━━ Extract provided ━━
James put the same idea this way:

Consider it pure joy, my brothers and sisters, whenever you face trials of many kinds, because you know that the testing of your faith produces perseverance. Let perseverance finish its work so that you may be mature and complete, not lacking anything. 

James 1:2-4

So one way to look at it is that while voluntary suffering empowers the gifts of the Spirit, involuntary suffering (handled well) empowers the fruit of the Spirit. Voluntary suffering God uses to make us more effective. Involuntary suffering God uses to make us more solid.

Pregnant

This is how the birth of Jesus the Messiah came about: His mother Mary was pledged to be married to Joseph, but before they came together, she was found to be pregnant through the Holy Spirit. Because Joseph her husband was faithful to the law, and yet did not want to expose her to public disgrace, he had in mind to divorce her quietly.

Matthew 1:18-19

We know that Mary and Joseph would have received ridicule for being pregnant out of wedlock. This would have been a total scandal. And it is easy enough to read this passage and think that it has little to do with us. Yet, God continues to impregnate His people through the Holy Spirit with unbelievable promises. And He often does this in ways that cause a scandal.

When God gives us a promise, there is often a “conception-gestation-birthing” process that we have to walk through in order to get to the fulfillment of the promise. This process can be awkward and embarrassing. It causes a disruption in our life and in the lives of those closest to us. This disruption often causes conflict and misunderstanding.

During these trying times, we are often faced with the decision that Joseph faced. Will we divorce ourselves from this promise, uncertain as we are of its origin and its fulfillment? Or will we see it through regardless of the disruption that occurs? Our answer to this question is everything! It is the difference between a promise aborted and a promise fulfilled.

In order to stick it out and give God our unconditional “Yes,” we will most likely need an encounter with Him–some sort of confirming revelation or experience–that gives us enough confidence and boldness to move forward. For Joseph, an angel appears to him in a dream and told him to marry Mary and name the baby Jesus. The angel confirmed that, “what is conceived in her is from the Holy Spirit” (Matthew 1:20).
━━━
■ What to do
A. According to the devotional passage, what does involuntary suffering, when handled well, empower?
B. Reproduce everything in the devotional passage from "We know that" down to "cause a scandal.".
━━ Extracted information ━━
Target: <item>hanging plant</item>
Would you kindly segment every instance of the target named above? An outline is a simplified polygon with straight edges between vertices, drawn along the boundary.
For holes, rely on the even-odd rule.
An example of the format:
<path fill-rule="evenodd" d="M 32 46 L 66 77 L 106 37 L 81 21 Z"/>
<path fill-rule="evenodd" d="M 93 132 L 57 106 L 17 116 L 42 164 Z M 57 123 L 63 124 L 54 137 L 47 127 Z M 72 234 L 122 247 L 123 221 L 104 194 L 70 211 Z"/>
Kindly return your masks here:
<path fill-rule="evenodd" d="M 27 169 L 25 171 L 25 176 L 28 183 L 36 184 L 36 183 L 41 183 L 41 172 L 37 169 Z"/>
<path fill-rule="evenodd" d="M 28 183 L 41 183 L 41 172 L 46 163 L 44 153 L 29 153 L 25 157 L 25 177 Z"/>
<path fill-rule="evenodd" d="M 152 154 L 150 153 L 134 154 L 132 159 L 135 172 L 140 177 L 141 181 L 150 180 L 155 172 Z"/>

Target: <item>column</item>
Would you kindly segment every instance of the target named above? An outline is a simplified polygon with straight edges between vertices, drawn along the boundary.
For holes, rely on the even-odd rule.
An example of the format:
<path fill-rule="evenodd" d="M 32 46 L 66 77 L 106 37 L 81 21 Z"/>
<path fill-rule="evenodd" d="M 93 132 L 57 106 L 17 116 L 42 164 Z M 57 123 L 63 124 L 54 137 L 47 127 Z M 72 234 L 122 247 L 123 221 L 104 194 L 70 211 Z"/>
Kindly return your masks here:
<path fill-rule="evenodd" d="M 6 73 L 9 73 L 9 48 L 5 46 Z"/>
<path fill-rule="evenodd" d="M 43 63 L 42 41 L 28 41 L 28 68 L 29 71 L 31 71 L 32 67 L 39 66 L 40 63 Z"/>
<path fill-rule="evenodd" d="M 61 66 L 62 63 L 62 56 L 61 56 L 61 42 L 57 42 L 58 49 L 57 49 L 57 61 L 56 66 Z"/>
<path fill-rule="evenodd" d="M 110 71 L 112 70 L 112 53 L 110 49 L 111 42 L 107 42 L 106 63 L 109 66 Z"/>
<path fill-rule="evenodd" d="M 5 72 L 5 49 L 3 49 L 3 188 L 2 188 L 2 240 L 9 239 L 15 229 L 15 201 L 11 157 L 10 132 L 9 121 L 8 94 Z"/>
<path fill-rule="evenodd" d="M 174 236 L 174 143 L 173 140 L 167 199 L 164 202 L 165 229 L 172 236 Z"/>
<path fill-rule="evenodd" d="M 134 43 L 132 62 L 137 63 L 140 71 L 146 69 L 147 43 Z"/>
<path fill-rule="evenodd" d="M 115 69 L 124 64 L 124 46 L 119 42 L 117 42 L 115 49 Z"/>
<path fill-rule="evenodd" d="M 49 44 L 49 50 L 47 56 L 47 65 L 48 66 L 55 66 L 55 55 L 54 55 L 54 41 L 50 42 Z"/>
━━━
■ The responses
A. The fruit of the Spirit.

B.
We know that Mary and Joseph would have received ridicule for being pregnant out of wedlock. This would have been a total scandal. And it is easy enough to read this passage and think that it has little to do with us. Yet, God continues to impregnate His people through the Holy Spirit with unbelievable promises. And He often does this in ways that cause a scandal.